== Exercício proposto ==
Prossiga o texto sobre o Acre e Rio Branco a partir da última frase apresentada.

== Texto extraído ==

Este paradigma do século XXI contrasta com a realidade da década de 1970, na qual o Estado do Acre atraía visitantes em busca de experiências espirituais e psicadélicas com a Ayahuasca, substância psicoativa pan-amazónica, usada sobretudo pelos povos originários em rituais e curas xamânicas. O realizador de Noites Alienígenas disse ao Mídia Ninja, que essa época está representada no filme pela personagem de Chico Díaz que, “homenageia a geração mística que chegou no Acre na década de 70, tomou muita Ayahuasca, gosta muito de arte e está ali como esperando o disco voador, os encantados, o povo da água”.

Rio Branco, a quarta capital mais antiga do Norte do Brasil é, atualmente, a sua sétima cidade mais populosa. No final do século XIX, então ainda como território boliviano e peruano, o Ciclo da Borracha trouxe à região grandes levas de migrantes nordestinos, refugiados da seca no Nordeste brasileiro, assim como povos de outras regiões brasileiras e do mundo – espanhóis, portugueses, libaneses e turcos - o que junto com os afro-brasileiros e indígenas gerou uma miscigenação intensa da população.

== Conteúdo dos dados ==
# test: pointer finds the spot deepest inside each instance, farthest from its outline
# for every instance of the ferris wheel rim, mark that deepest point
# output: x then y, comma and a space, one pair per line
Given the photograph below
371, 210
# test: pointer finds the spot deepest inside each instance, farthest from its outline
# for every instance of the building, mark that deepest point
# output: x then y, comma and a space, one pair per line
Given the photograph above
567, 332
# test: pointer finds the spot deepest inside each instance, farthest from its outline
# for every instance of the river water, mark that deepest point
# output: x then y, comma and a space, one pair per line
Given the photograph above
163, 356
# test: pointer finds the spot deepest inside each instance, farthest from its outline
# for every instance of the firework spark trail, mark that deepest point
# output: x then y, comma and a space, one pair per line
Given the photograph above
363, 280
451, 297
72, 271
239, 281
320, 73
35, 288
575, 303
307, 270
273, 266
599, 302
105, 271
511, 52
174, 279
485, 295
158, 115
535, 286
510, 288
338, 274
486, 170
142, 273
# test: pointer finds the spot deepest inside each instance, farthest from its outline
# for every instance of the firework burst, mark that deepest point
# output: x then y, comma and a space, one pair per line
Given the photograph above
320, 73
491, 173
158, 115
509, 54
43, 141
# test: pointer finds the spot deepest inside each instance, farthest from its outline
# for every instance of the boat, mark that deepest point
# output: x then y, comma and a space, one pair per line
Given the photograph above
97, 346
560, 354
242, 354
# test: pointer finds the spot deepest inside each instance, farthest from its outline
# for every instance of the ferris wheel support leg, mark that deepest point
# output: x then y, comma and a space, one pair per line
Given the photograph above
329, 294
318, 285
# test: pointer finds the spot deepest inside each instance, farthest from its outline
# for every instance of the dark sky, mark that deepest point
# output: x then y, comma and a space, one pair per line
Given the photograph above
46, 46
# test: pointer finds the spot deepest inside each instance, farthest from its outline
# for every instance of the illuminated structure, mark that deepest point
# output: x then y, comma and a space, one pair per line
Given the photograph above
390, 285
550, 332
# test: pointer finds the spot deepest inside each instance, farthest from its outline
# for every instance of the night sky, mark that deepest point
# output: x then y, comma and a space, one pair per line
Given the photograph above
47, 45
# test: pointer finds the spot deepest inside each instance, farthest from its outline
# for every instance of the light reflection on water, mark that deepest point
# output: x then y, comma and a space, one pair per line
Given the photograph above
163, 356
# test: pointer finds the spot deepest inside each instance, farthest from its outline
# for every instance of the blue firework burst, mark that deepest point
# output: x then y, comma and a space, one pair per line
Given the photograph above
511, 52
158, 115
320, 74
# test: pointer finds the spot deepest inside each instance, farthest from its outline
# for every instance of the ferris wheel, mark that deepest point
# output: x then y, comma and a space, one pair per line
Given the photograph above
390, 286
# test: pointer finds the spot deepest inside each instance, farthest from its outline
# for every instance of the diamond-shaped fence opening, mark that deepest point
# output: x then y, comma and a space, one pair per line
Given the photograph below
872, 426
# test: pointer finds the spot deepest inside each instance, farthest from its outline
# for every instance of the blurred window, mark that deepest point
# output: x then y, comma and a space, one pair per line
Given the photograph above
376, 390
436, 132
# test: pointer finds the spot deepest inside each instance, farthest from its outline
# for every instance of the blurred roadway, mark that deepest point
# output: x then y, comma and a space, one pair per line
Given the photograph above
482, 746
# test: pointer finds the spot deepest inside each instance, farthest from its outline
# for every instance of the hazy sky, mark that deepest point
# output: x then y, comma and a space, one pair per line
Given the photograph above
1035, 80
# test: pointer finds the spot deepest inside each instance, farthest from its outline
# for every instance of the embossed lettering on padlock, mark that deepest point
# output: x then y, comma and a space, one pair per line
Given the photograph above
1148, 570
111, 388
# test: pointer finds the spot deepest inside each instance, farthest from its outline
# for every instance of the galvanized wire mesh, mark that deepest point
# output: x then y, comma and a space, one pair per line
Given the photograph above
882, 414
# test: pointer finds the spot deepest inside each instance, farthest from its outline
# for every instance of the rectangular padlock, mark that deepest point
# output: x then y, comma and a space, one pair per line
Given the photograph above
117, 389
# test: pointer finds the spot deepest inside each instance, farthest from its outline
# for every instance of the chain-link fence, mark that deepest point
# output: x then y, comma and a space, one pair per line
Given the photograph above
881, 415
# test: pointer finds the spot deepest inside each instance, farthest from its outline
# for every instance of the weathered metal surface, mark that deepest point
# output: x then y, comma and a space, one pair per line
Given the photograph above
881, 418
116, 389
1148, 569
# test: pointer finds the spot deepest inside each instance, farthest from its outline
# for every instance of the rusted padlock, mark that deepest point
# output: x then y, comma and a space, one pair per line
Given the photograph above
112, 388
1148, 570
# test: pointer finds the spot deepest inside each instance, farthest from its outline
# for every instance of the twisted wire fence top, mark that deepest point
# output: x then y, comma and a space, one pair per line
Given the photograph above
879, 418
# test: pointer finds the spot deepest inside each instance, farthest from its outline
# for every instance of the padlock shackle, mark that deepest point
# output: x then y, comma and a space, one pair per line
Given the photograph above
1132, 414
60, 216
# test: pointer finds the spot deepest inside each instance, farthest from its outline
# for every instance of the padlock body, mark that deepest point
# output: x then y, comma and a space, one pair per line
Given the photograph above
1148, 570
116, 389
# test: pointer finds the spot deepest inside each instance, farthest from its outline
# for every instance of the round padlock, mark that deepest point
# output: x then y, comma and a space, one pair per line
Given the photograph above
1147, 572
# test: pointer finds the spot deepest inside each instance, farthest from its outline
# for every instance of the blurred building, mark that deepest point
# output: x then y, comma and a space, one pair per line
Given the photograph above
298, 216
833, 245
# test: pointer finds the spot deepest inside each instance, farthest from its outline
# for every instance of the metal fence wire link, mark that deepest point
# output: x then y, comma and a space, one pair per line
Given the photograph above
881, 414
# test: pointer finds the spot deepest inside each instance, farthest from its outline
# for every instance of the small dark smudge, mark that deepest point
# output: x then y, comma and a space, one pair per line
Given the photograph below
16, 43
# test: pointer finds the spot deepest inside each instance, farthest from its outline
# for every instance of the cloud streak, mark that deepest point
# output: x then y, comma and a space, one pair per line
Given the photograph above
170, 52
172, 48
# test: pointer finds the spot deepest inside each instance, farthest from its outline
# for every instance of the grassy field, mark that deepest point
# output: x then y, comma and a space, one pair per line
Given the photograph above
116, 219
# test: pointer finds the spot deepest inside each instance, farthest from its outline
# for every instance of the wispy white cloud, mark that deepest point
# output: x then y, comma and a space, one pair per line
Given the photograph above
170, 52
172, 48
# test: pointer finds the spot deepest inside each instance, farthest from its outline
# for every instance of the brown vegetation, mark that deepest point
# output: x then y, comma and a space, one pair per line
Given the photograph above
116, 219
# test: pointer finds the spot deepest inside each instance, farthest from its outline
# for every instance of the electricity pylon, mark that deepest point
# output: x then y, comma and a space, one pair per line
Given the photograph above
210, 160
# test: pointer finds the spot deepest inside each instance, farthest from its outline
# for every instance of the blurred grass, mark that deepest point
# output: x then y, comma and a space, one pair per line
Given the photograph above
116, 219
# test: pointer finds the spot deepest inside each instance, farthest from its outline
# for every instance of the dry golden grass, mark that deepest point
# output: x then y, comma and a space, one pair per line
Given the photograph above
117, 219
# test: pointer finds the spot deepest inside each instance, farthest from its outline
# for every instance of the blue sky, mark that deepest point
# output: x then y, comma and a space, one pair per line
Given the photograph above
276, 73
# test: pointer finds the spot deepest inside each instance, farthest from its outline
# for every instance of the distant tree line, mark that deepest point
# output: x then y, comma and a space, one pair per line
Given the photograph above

== Resposta ao exercício ==
Depois de um período de disputa entre a Bolívia, Peru e o Brasil, a região do Acre foi incorporada ao território brasileiro entre 1903 e 1909. Rio Branco, apesar ter vivido um período de grande desenvolvimento durante o Ciclo da Borracha, é atualmente uma capital desigual que, como outras capitais amazónicas, não responde com eficiência às demandas sociais da sua população, embora seja o principal centro financeiro, político, empresarial e cultural do Estado.

Na região amazónica brasileira, a população é maioritariamente urbana, 79% segundo dados recentes. A geógrafa brasileira Bertha Becker (1930-2013) expõe no livro A urbe amazónica: a floresta e a cidade (2013) porque os ciclos de exploração da floresta tropical não promoveram o desenvolvimento dos núcleos urbanos, tornando-os vulneráveis a todo o tipo de violências: “A história da Amazônia revela que a região ficou à margem do Estado brasileiro, na dependência das demandas das metrópoles e países estrangeiros, passando por curtos períodos de crescimento seguidos de longos intervalos de estagnação (…) não funcionaram as redes de cidades que poderiam definir um fluxo comercial que expandisse a economia regional”. Segundo diz, “um dos principais desafios do século XXI consiste na conciliação entre crescimento económico e proteção ambiental”.

A (não) contemporaneidade na periferia de Rio Branco.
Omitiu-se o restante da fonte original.